_Records supplied_
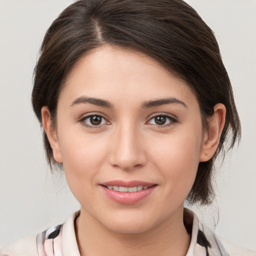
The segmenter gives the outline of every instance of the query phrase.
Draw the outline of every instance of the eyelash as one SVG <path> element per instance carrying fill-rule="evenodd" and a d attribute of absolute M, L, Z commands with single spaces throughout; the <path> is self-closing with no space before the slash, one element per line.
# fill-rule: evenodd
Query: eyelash
<path fill-rule="evenodd" d="M 105 123 L 104 124 L 99 124 L 98 126 L 94 126 L 93 124 L 92 124 L 92 125 L 88 125 L 88 124 L 86 124 L 86 119 L 88 119 L 88 118 L 93 118 L 93 117 L 97 117 L 97 118 L 100 118 L 101 119 L 102 119 L 102 120 L 105 120 Z M 169 122 L 168 124 L 162 124 L 162 125 L 160 125 L 160 124 L 148 124 L 148 122 L 152 120 L 154 120 L 154 118 L 158 118 L 158 117 L 161 117 L 161 118 L 164 118 L 166 119 L 168 119 L 169 120 Z M 106 123 L 108 122 L 109 124 L 110 122 L 108 122 L 106 118 L 104 118 L 104 116 L 102 116 L 102 115 L 100 114 L 90 114 L 89 116 L 84 116 L 82 118 L 81 118 L 80 120 L 78 120 L 78 122 L 81 122 L 82 124 L 84 126 L 85 126 L 86 127 L 88 128 L 92 128 L 92 129 L 96 129 L 96 128 L 100 128 L 101 126 L 104 126 L 104 125 L 106 125 Z M 173 126 L 175 123 L 177 122 L 178 122 L 178 120 L 174 118 L 173 116 L 168 116 L 168 114 L 158 114 L 158 115 L 156 115 L 156 116 L 152 116 L 148 121 L 146 122 L 146 124 L 148 124 L 148 125 L 153 125 L 153 126 L 156 126 L 156 127 L 157 127 L 158 128 L 166 128 L 166 127 L 169 127 L 170 126 Z M 154 122 L 156 123 L 156 122 Z"/>
<path fill-rule="evenodd" d="M 86 119 L 90 118 L 92 118 L 96 117 L 96 116 L 98 117 L 98 118 L 102 118 L 102 120 L 104 120 L 106 123 L 108 123 L 108 122 L 109 123 L 110 122 L 108 122 L 106 120 L 106 118 L 104 118 L 102 115 L 100 115 L 100 114 L 90 114 L 89 116 L 86 116 L 82 117 L 80 120 L 78 120 L 78 122 L 81 122 L 83 126 L 85 126 L 87 128 L 91 128 L 91 129 L 96 129 L 98 128 L 100 128 L 102 126 L 106 124 L 106 123 L 104 124 L 99 124 L 98 126 L 94 126 L 93 124 L 88 125 L 88 124 L 86 124 Z"/>
<path fill-rule="evenodd" d="M 158 117 L 166 118 L 166 119 L 168 119 L 169 121 L 170 121 L 168 124 L 162 124 L 162 125 L 160 125 L 160 124 L 158 125 L 158 124 L 152 124 L 152 125 L 155 126 L 156 127 L 157 127 L 158 128 L 166 128 L 166 127 L 169 127 L 170 126 L 172 126 L 174 125 L 174 124 L 175 123 L 178 122 L 178 120 L 171 116 L 169 116 L 169 115 L 166 114 L 158 114 L 152 117 L 150 119 L 150 120 L 146 122 L 146 123 L 148 123 L 148 122 L 150 122 L 150 120 L 154 120 L 154 119 L 156 118 L 158 118 Z M 150 124 L 148 124 L 150 125 Z"/>

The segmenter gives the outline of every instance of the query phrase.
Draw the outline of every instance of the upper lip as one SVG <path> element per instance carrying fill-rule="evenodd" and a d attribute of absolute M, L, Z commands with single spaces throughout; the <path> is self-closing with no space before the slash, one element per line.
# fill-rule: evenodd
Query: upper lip
<path fill-rule="evenodd" d="M 104 186 L 124 186 L 125 188 L 133 188 L 138 186 L 151 186 L 155 185 L 153 183 L 148 182 L 142 182 L 140 180 L 130 180 L 124 181 L 121 180 L 111 180 L 110 182 L 104 182 L 100 184 L 100 185 Z"/>

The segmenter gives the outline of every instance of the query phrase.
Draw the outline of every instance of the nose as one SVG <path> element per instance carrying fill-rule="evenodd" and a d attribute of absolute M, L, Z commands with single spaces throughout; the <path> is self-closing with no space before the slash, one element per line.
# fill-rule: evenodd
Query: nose
<path fill-rule="evenodd" d="M 116 128 L 112 137 L 110 164 L 125 170 L 143 166 L 147 158 L 138 129 L 124 126 Z"/>

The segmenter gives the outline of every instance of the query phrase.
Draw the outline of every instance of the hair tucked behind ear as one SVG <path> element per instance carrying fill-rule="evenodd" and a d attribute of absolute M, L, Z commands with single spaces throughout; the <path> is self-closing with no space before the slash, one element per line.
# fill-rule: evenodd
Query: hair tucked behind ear
<path fill-rule="evenodd" d="M 220 144 L 213 158 L 200 162 L 188 196 L 191 204 L 210 202 L 214 164 L 224 145 L 232 148 L 240 136 L 232 88 L 214 36 L 196 12 L 181 0 L 83 0 L 64 10 L 48 30 L 34 70 L 32 104 L 42 124 L 48 106 L 56 118 L 58 100 L 74 64 L 104 44 L 143 52 L 184 80 L 198 100 L 203 126 L 218 103 L 226 109 Z M 55 164 L 45 133 L 50 166 Z"/>

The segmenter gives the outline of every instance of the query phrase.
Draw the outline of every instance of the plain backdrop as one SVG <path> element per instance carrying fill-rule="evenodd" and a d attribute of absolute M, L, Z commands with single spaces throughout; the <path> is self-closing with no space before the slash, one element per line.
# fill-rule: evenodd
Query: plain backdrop
<path fill-rule="evenodd" d="M 216 34 L 242 128 L 239 148 L 218 174 L 216 201 L 198 215 L 256 250 L 256 1 L 187 2 Z M 46 164 L 30 103 L 44 33 L 72 2 L 0 0 L 0 247 L 62 223 L 79 208 L 64 178 Z"/>

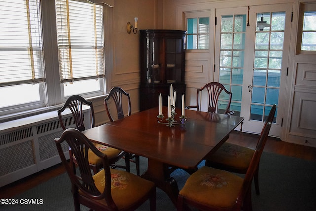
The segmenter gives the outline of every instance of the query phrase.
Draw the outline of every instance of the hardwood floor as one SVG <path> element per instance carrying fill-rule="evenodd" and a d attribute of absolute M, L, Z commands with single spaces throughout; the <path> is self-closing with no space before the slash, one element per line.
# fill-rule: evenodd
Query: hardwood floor
<path fill-rule="evenodd" d="M 234 131 L 227 141 L 254 149 L 258 135 Z M 316 161 L 316 148 L 281 141 L 269 137 L 264 151 Z M 0 198 L 9 198 L 65 172 L 61 164 L 57 164 L 0 188 Z"/>

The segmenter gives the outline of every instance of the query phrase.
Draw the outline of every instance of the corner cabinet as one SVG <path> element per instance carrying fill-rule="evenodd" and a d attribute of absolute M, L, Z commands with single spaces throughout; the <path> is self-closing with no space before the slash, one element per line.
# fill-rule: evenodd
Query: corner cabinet
<path fill-rule="evenodd" d="M 176 91 L 176 107 L 181 108 L 185 95 L 184 83 L 186 32 L 174 30 L 141 30 L 140 109 L 167 106 L 170 86 Z"/>

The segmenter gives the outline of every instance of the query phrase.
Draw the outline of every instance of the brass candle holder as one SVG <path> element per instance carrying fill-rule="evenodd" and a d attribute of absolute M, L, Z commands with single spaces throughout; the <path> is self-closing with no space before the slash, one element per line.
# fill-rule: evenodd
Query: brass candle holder
<path fill-rule="evenodd" d="M 165 119 L 167 122 L 163 121 L 164 116 L 163 116 L 163 114 L 158 114 L 157 115 L 157 122 L 162 124 L 166 124 L 169 127 L 174 126 L 174 125 L 184 125 L 187 122 L 187 118 L 184 115 L 181 115 L 179 117 L 180 118 L 180 123 L 177 123 L 177 121 L 174 120 L 174 117 L 177 114 L 175 107 L 171 105 L 171 116 Z"/>

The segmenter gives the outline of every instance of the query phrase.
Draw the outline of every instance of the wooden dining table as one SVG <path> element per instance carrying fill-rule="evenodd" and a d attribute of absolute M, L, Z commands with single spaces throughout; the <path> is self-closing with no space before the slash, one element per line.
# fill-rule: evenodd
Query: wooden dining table
<path fill-rule="evenodd" d="M 181 111 L 176 109 L 176 112 Z M 163 107 L 162 112 L 168 114 L 167 107 Z M 141 176 L 154 182 L 176 204 L 179 189 L 176 181 L 170 177 L 171 169 L 194 171 L 244 118 L 186 110 L 185 124 L 169 127 L 158 122 L 158 107 L 153 108 L 83 133 L 93 142 L 147 158 L 147 170 Z M 179 117 L 175 117 L 176 123 L 181 123 Z M 167 122 L 166 117 L 159 121 Z"/>

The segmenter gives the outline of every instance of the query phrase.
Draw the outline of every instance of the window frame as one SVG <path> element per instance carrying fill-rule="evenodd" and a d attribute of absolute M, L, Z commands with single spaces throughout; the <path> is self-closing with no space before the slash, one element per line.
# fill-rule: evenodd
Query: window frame
<path fill-rule="evenodd" d="M 80 0 L 80 1 L 88 2 Z M 100 1 L 98 1 L 100 2 Z M 102 1 L 107 1 L 102 0 Z M 103 92 L 89 93 L 82 94 L 86 98 L 103 97 L 106 90 L 110 90 L 111 72 L 114 67 L 113 33 L 109 29 L 113 28 L 113 6 L 105 3 L 99 3 L 103 6 L 103 30 L 104 45 L 104 64 L 105 78 L 102 84 Z M 46 83 L 43 84 L 45 90 L 40 89 L 40 92 L 45 92 L 44 100 L 46 102 L 39 103 L 28 103 L 25 106 L 21 105 L 12 107 L 5 107 L 0 111 L 0 122 L 25 117 L 35 114 L 56 110 L 59 108 L 66 100 L 64 97 L 62 84 L 59 76 L 58 46 L 57 45 L 56 20 L 55 0 L 40 0 L 42 30 L 44 52 L 44 64 L 46 73 Z M 113 5 L 113 4 L 112 4 Z"/>
<path fill-rule="evenodd" d="M 299 12 L 298 19 L 297 27 L 297 40 L 296 41 L 296 54 L 314 55 L 316 54 L 316 51 L 302 50 L 302 35 L 303 35 L 303 23 L 304 20 L 304 12 L 316 11 L 316 2 L 304 2 L 300 3 Z"/>
<path fill-rule="evenodd" d="M 209 18 L 209 21 L 210 21 L 210 27 L 209 27 L 209 32 L 208 33 L 208 36 L 209 36 L 209 42 L 208 42 L 208 49 L 187 49 L 187 45 L 186 44 L 186 51 L 189 52 L 209 52 L 210 51 L 210 49 L 211 49 L 211 39 L 210 39 L 210 36 L 211 35 L 211 23 L 210 23 L 210 21 L 211 19 L 211 11 L 210 10 L 207 10 L 207 11 L 199 11 L 199 12 L 185 12 L 184 13 L 184 16 L 185 16 L 185 18 L 184 19 L 184 26 L 185 26 L 185 28 L 186 29 L 185 30 L 187 30 L 188 29 L 188 19 L 190 19 L 190 18 L 198 18 L 198 19 L 199 20 L 199 18 L 206 18 L 206 17 L 208 17 Z M 196 34 L 198 36 L 198 35 L 199 35 L 199 33 L 198 33 L 198 33 Z M 202 34 L 206 34 L 205 33 L 202 33 Z M 187 36 L 188 36 L 188 34 L 187 34 L 186 35 L 186 39 L 187 39 Z M 191 34 L 189 34 L 189 35 Z"/>

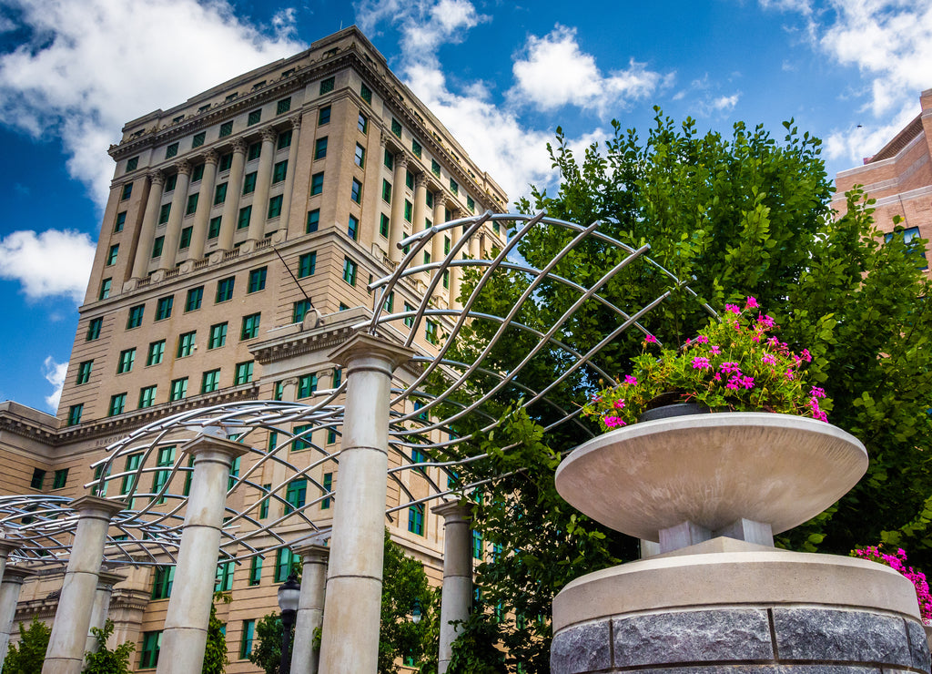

_To be done_
Rewrite the records from their start through the line holding "Draw the outline of every instance of the eyelash", inclusive, putting "contour" in place of "outline" and changing nothing else. Leave the pictures out.

_Written answer_
The segmenter gives the contour of every instance of the query phrase.
Draw the contour of every instance of the eyelash as one SVG <path> element per instance carrying fill-rule="evenodd" and a d attribute of absolute M, L, Z commands with single spaces throughout; the <path> is self-closing with no space before the slash, one element per line.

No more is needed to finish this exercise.